> **What the task requires**: Which lines in the data items below contain the string "waistband"? Pull out each of them, treating uppercase and lowercase letters as different.

(Data items)
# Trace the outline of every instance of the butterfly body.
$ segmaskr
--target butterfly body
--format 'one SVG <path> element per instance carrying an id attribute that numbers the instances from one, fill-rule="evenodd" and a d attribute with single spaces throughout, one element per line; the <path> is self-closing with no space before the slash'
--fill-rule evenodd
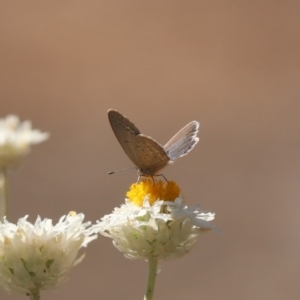
<path id="1" fill-rule="evenodd" d="M 168 163 L 191 151 L 199 141 L 197 121 L 187 124 L 162 146 L 153 138 L 141 134 L 120 112 L 110 109 L 108 118 L 117 140 L 141 176 L 155 175 Z"/>

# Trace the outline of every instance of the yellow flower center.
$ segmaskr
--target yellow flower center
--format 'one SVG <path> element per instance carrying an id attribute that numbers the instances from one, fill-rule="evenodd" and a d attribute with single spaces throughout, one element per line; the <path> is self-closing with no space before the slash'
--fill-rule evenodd
<path id="1" fill-rule="evenodd" d="M 142 206 L 146 196 L 152 205 L 157 200 L 174 201 L 179 195 L 180 188 L 174 181 L 153 182 L 153 180 L 133 183 L 126 193 L 126 197 L 136 206 Z"/>

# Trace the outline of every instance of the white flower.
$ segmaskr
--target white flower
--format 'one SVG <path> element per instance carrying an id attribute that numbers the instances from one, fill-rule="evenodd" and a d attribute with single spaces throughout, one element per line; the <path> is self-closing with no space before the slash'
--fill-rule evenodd
<path id="1" fill-rule="evenodd" d="M 136 190 L 141 187 L 140 184 L 136 186 Z M 167 190 L 168 183 L 166 186 Z M 152 203 L 150 205 L 149 196 L 141 206 L 126 199 L 125 204 L 104 216 L 93 228 L 112 238 L 113 245 L 125 257 L 142 260 L 183 256 L 195 246 L 202 232 L 215 229 L 210 223 L 213 213 L 199 211 L 198 206 L 189 208 L 181 196 L 174 202 L 157 200 Z"/>
<path id="2" fill-rule="evenodd" d="M 33 130 L 29 121 L 9 115 L 0 119 L 0 169 L 14 165 L 30 151 L 30 146 L 43 142 L 48 133 Z"/>
<path id="3" fill-rule="evenodd" d="M 27 216 L 17 224 L 0 222 L 0 286 L 33 296 L 64 283 L 83 259 L 77 258 L 79 249 L 97 238 L 83 219 L 83 214 L 70 213 L 56 225 L 40 217 L 32 224 Z"/>

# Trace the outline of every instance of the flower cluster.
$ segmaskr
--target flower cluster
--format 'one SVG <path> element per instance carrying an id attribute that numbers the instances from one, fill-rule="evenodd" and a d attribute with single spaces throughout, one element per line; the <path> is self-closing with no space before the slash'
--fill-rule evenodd
<path id="1" fill-rule="evenodd" d="M 174 182 L 133 184 L 125 204 L 104 216 L 94 228 L 112 238 L 127 258 L 180 257 L 190 252 L 202 232 L 215 227 L 210 223 L 214 214 L 199 210 L 199 206 L 189 208 L 179 191 Z M 173 199 L 165 201 L 161 195 L 173 195 Z"/>
<path id="2" fill-rule="evenodd" d="M 17 164 L 30 151 L 30 146 L 43 142 L 48 133 L 31 128 L 30 121 L 20 122 L 9 115 L 0 119 L 0 169 Z"/>
<path id="3" fill-rule="evenodd" d="M 84 215 L 70 213 L 56 225 L 52 220 L 27 217 L 17 224 L 0 222 L 0 286 L 8 292 L 34 296 L 57 288 L 79 263 L 78 251 L 97 236 L 83 223 Z"/>

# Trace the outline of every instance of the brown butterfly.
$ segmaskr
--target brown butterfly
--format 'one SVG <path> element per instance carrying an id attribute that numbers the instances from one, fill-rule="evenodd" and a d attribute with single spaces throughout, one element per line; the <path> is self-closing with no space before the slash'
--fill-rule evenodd
<path id="1" fill-rule="evenodd" d="M 108 119 L 123 150 L 135 164 L 139 176 L 154 176 L 168 163 L 188 154 L 198 143 L 199 122 L 192 121 L 179 130 L 165 146 L 138 128 L 120 112 L 108 110 Z M 114 172 L 110 172 L 112 174 Z"/>

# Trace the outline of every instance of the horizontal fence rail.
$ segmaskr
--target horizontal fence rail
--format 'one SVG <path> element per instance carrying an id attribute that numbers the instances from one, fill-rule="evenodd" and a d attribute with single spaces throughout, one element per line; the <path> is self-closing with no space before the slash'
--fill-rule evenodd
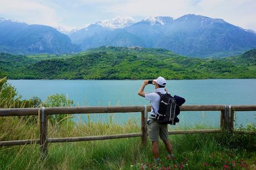
<path id="1" fill-rule="evenodd" d="M 146 124 L 147 112 L 150 111 L 150 110 L 151 106 L 57 107 L 0 109 L 0 117 L 38 116 L 40 129 L 39 139 L 0 141 L 0 146 L 40 143 L 41 153 L 42 156 L 44 157 L 47 154 L 48 143 L 89 141 L 140 137 L 141 137 L 142 144 L 145 144 L 147 142 L 147 127 Z M 227 129 L 230 133 L 251 133 L 250 132 L 233 131 L 234 112 L 234 111 L 256 111 L 256 105 L 184 105 L 180 107 L 180 110 L 181 111 L 220 111 L 220 129 L 174 131 L 169 132 L 169 134 L 219 133 L 225 129 Z M 47 138 L 48 115 L 127 112 L 141 112 L 141 133 L 67 138 Z"/>

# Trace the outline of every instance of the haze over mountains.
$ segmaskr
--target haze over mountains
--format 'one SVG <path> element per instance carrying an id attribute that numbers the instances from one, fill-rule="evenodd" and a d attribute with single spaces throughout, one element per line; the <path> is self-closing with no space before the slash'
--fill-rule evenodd
<path id="1" fill-rule="evenodd" d="M 256 33 L 221 19 L 187 14 L 98 22 L 80 30 L 0 19 L 0 52 L 66 53 L 102 46 L 160 48 L 189 57 L 223 57 L 256 48 Z M 60 32 L 66 34 L 66 35 Z M 3 39 L 3 41 L 2 41 Z"/>

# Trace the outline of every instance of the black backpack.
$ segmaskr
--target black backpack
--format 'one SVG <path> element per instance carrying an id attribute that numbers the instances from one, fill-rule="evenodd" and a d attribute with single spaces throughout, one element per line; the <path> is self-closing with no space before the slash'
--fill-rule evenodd
<path id="1" fill-rule="evenodd" d="M 162 94 L 160 92 L 156 92 L 156 93 L 161 97 L 159 110 L 156 114 L 156 121 L 161 124 L 175 125 L 176 123 L 179 122 L 177 116 L 180 112 L 180 106 L 176 103 L 175 98 L 168 93 Z"/>

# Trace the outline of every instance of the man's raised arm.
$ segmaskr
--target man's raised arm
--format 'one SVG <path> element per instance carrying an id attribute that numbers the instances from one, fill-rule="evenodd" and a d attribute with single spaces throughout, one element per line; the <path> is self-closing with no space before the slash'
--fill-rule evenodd
<path id="1" fill-rule="evenodd" d="M 145 93 L 144 92 L 144 88 L 146 86 L 149 84 L 147 83 L 149 82 L 148 80 L 145 80 L 144 82 L 143 82 L 142 85 L 141 85 L 141 87 L 140 88 L 138 91 L 138 94 L 145 97 Z"/>

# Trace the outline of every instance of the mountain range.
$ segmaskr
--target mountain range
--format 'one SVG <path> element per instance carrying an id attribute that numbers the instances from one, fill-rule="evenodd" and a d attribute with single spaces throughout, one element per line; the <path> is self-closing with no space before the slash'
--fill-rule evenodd
<path id="1" fill-rule="evenodd" d="M 195 14 L 177 19 L 150 17 L 137 22 L 117 18 L 71 32 L 4 19 L 0 18 L 0 52 L 12 53 L 67 53 L 112 46 L 165 48 L 189 57 L 207 57 L 233 56 L 256 48 L 254 31 Z"/>
<path id="2" fill-rule="evenodd" d="M 80 51 L 67 36 L 51 27 L 0 18 L 0 52 L 57 54 Z"/>

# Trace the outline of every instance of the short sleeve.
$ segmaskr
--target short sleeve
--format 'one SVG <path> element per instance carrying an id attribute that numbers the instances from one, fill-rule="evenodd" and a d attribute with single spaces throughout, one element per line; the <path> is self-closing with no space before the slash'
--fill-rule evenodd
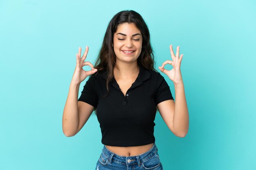
<path id="1" fill-rule="evenodd" d="M 83 86 L 83 89 L 78 101 L 86 102 L 96 108 L 98 104 L 98 97 L 94 87 L 94 76 L 91 76 Z"/>
<path id="2" fill-rule="evenodd" d="M 158 88 L 155 99 L 156 105 L 168 100 L 174 100 L 168 84 L 163 76 L 159 73 L 158 74 L 159 75 L 157 83 Z"/>

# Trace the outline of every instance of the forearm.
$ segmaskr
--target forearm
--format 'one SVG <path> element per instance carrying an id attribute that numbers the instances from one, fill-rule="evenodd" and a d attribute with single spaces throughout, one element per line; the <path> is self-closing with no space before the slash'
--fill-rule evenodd
<path id="1" fill-rule="evenodd" d="M 70 86 L 62 118 L 62 130 L 66 136 L 75 135 L 79 124 L 77 97 L 79 85 L 71 83 Z"/>
<path id="2" fill-rule="evenodd" d="M 185 137 L 189 131 L 189 111 L 187 106 L 184 85 L 174 84 L 175 107 L 173 115 L 173 129 L 177 135 Z"/>

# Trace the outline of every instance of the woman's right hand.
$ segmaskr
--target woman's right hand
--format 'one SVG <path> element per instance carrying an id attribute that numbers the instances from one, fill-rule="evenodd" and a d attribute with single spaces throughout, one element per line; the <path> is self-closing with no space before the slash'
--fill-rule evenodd
<path id="1" fill-rule="evenodd" d="M 89 47 L 86 46 L 85 51 L 83 53 L 82 58 L 81 58 L 81 51 L 82 49 L 79 47 L 78 50 L 78 54 L 76 54 L 76 65 L 72 80 L 72 82 L 75 84 L 80 84 L 88 76 L 95 73 L 97 71 L 97 69 L 94 69 L 94 66 L 89 61 L 84 61 L 86 58 L 88 50 Z M 83 69 L 83 67 L 84 65 L 88 65 L 91 67 L 92 70 L 85 71 Z"/>

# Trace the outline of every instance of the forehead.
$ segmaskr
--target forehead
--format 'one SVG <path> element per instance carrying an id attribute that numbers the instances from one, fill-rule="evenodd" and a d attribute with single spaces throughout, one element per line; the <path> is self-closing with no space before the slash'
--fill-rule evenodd
<path id="1" fill-rule="evenodd" d="M 134 23 L 123 23 L 117 26 L 117 29 L 115 35 L 116 35 L 117 33 L 123 33 L 127 35 L 131 35 L 137 33 L 141 33 L 140 31 Z"/>

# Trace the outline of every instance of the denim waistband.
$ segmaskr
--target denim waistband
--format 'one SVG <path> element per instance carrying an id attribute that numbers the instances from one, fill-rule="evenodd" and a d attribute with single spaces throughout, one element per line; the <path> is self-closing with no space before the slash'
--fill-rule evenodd
<path id="1" fill-rule="evenodd" d="M 139 166 L 143 162 L 154 156 L 158 150 L 155 142 L 151 148 L 147 152 L 135 156 L 126 157 L 121 156 L 110 151 L 104 145 L 102 153 L 107 157 L 110 163 L 112 160 L 119 163 L 128 165 L 138 164 Z"/>

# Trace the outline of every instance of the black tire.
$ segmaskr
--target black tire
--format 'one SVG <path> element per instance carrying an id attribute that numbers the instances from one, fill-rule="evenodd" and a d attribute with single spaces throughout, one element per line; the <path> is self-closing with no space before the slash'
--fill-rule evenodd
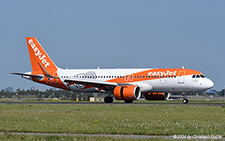
<path id="1" fill-rule="evenodd" d="M 183 104 L 188 104 L 188 99 L 183 99 L 182 102 Z"/>
<path id="2" fill-rule="evenodd" d="M 112 103 L 112 102 L 113 102 L 113 98 L 112 98 L 111 96 L 106 96 L 106 97 L 104 98 L 104 102 L 105 102 L 105 103 Z"/>
<path id="3" fill-rule="evenodd" d="M 125 103 L 133 103 L 133 100 L 124 100 Z"/>

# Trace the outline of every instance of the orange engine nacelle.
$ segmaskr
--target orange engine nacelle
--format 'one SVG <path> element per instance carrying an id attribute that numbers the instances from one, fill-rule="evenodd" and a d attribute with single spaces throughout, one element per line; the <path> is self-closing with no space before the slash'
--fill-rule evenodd
<path id="1" fill-rule="evenodd" d="M 167 100 L 170 97 L 170 93 L 145 93 L 146 100 Z"/>
<path id="2" fill-rule="evenodd" d="M 136 85 L 117 86 L 113 94 L 117 100 L 136 100 L 141 97 L 141 90 Z"/>

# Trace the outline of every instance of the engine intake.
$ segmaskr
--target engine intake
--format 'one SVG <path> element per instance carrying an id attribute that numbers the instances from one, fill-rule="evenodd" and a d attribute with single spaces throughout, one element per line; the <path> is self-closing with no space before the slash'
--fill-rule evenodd
<path id="1" fill-rule="evenodd" d="M 140 87 L 136 85 L 117 86 L 113 93 L 117 100 L 136 100 L 141 97 Z"/>
<path id="2" fill-rule="evenodd" d="M 144 93 L 146 100 L 167 100 L 170 93 Z"/>

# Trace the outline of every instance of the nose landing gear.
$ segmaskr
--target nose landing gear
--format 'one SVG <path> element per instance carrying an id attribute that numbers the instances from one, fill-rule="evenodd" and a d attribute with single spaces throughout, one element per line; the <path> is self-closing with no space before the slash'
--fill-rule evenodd
<path id="1" fill-rule="evenodd" d="M 187 103 L 188 103 L 188 99 L 184 98 L 184 99 L 182 100 L 182 102 L 183 102 L 183 104 L 187 104 Z"/>
<path id="2" fill-rule="evenodd" d="M 187 104 L 188 103 L 188 99 L 187 99 L 185 93 L 182 93 L 182 96 L 183 96 L 183 100 L 182 100 L 183 104 Z"/>

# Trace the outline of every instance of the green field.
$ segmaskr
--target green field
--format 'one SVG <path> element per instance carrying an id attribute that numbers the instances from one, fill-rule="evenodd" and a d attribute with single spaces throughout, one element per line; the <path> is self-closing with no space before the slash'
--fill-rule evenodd
<path id="1" fill-rule="evenodd" d="M 224 137 L 225 107 L 3 104 L 0 105 L 0 125 L 0 131 L 7 133 L 222 135 Z"/>

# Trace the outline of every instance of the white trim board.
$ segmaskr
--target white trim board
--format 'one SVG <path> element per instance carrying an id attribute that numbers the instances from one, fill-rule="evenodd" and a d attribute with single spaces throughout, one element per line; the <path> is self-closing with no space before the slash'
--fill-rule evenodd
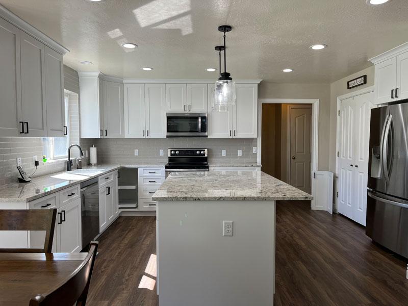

> **Full answer**:
# Trace the outline of every instance of the denim waistband.
--target denim waistband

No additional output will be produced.